Trecho do texto:
• • • •

Usar massa térmica como substituição do concreto, reutilizar latas e pneus para construir e captar água da chuva de forma a reaproveitá-la: essas são algumas das práticas que alicerçam o Earthship, conceito idealizado pelo arquiteto e urbanista Mike Reynolds há mais de 40 anos. O norte-americano, que abriu precedente neste segmento com edificação erguida na Europa, chega ao Brasil nesta quarta, 24, para integrar a equipe que organiza a construção da Vila Sustentável Earthship, em Ribeirão Preto (SP). Ele também ministra palestras sobre a técnica conhecida ainda como Earthship Biotecture e Nave-Terra.

Personagem do documentário Guerreiro do Lixo, produzido em 2007 e com narrativa baseada na disputa judicial para legalizar suas construções experimentais no Novo México, Reynolds assina projetos deste segmento pelo mundo, incluindo países e localidades afetados por catástrofes naturais, como as ilhas Andamão, na Índia.

Os feitos do defensor da filosofia que possui elementos semelhantes à permacultura (sistema de planejamento para a criação de ambientes sustentáveis) abrangem também projetos na América Latina. Mike, em 2016, encabeçou a construção da primeira escola sustentável do continente. Localizada em Jaureguiberry, cidade que fica a 76 km de Montevideo (Uruguai), a edificação possui 270 metros quadrados e conta com mais de dois mil pneus, cinco mil garrafas de vidro, dois mil metros quadrados de papelão e oito mil latas de alumínio em sua estrutura.

• • • •

Linhas extraídas:
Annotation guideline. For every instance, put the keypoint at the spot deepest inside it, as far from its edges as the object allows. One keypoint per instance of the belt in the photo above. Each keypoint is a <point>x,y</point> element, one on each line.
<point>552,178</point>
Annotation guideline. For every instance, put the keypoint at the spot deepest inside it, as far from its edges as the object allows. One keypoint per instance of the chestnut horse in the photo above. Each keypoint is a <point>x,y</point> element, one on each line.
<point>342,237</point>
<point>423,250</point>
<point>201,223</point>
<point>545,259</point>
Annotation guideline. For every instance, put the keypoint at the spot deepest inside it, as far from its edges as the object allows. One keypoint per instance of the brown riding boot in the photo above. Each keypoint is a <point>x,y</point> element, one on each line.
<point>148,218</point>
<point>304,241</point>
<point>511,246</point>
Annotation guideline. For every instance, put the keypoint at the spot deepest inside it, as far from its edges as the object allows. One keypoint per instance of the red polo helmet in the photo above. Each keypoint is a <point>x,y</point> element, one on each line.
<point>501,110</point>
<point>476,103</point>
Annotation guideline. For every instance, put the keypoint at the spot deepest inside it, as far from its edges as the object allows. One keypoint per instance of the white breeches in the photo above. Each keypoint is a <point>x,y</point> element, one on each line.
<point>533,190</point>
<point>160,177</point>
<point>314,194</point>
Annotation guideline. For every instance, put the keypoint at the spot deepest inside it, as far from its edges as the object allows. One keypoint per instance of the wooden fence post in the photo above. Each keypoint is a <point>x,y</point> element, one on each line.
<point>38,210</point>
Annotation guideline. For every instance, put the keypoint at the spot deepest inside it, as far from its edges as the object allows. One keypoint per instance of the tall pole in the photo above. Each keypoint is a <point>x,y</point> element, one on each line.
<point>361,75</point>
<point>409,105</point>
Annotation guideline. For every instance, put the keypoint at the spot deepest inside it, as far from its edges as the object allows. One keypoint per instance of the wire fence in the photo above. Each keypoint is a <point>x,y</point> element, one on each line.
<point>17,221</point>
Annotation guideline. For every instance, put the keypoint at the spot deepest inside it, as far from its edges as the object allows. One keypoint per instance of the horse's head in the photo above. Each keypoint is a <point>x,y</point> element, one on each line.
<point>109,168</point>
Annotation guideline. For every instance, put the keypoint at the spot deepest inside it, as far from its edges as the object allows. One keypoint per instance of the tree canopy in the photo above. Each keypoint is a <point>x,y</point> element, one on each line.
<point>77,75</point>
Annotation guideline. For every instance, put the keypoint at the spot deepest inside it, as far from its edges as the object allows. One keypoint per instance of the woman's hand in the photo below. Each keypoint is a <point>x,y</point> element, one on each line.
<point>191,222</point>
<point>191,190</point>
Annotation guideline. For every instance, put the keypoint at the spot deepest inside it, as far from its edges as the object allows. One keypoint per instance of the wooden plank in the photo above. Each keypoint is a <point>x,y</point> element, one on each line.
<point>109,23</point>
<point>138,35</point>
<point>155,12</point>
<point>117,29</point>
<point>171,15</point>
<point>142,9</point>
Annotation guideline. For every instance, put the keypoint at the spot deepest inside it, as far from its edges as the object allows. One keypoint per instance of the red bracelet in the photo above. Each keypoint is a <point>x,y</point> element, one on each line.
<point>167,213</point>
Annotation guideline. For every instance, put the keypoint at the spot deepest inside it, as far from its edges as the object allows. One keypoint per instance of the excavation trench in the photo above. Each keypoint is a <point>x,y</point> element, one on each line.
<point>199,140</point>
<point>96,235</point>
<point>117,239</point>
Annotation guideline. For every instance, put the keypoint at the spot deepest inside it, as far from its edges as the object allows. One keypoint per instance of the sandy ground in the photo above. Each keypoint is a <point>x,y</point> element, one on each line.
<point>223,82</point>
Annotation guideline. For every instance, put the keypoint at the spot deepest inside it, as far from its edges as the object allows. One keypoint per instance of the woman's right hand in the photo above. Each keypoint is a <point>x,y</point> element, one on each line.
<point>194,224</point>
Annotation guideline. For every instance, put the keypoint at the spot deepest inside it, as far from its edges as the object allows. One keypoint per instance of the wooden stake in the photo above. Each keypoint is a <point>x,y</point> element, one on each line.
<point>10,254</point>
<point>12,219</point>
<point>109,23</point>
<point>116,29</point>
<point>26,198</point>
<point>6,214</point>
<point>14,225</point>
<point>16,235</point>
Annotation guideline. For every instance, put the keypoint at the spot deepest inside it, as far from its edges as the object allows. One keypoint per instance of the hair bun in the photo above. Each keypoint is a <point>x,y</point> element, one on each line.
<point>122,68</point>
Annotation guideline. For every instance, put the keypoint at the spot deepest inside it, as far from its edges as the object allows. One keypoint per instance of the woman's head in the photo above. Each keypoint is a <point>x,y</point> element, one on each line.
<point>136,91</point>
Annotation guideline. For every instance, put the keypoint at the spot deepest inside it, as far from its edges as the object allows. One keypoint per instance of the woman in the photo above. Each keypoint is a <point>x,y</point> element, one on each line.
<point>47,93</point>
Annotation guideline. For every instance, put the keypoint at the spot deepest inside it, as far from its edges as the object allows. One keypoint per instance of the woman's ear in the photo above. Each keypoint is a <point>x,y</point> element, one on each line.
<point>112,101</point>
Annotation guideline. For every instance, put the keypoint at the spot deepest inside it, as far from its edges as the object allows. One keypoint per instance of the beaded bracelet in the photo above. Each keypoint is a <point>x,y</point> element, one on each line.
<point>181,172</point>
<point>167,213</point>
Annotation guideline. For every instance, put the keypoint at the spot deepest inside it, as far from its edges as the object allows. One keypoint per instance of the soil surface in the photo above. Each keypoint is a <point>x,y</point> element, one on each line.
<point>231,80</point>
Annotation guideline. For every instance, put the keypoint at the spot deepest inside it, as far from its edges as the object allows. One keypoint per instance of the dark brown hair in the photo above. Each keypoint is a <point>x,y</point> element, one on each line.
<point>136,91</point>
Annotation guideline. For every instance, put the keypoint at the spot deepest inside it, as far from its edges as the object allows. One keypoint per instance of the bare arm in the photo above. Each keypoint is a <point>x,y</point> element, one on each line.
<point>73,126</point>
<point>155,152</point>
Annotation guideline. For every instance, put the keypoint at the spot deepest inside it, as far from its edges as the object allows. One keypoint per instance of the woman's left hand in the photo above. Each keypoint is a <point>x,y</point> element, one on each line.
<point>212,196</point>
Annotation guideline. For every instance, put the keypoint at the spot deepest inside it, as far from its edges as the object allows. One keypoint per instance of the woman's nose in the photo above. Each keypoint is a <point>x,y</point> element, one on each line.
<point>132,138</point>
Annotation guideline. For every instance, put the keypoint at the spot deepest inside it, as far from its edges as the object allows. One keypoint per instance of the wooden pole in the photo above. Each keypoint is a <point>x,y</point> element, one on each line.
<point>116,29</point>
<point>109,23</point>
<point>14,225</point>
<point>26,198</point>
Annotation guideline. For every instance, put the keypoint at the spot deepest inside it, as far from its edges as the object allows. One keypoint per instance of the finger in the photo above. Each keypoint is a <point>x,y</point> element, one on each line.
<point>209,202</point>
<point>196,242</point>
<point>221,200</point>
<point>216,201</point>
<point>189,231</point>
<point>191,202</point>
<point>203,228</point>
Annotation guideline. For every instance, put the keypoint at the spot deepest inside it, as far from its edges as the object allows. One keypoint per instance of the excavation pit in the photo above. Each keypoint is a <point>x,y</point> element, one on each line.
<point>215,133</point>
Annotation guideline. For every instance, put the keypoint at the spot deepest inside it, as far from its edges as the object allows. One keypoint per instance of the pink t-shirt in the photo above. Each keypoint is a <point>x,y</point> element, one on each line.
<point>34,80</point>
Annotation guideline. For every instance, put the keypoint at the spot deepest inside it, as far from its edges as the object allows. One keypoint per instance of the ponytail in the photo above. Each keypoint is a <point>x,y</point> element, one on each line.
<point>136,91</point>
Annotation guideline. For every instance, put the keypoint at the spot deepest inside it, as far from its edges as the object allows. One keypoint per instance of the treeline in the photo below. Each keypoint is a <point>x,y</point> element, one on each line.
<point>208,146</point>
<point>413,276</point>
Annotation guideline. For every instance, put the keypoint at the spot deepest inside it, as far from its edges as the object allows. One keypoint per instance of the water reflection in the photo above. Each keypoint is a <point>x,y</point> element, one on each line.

• • • •

O que fazer:
- a) Atualize o trecho do texto sobre o Earthship, começando nas palavras "Usar massa térmica" e parando depois de "Biotecture e Nave-Terra.", com "quarta" trocado por "quinta".
- b) Segundo o trecho do texto sobre o Earthship, em que ano Mike Reynolds liderou a construção da primeira escola sustentável do continente?

Respostas:
- a)
Usar massa térmica como substituição do concreto, reutilizar latas e pneus para construir e captar água da chuva de forma a reaproveitá-la: essas são algumas das práticas que alicerçam o Earthship, conceito idealizado pelo arquiteto e urbanista Mike Reynolds há mais de 40 anos. O norte-americano, que abriu precedente neste segmento com edificação erguida na Europa, chega ao Brasil nesta quinta, 24, para integrar a equipe que organiza a construção da Vila Sustentável Earthship, em Ribeirão Preto (SP). Ele também ministra palestras sobre a técnica conhecida ainda como Earthship Biotecture e Nave-Terra.

- b) Em 2016.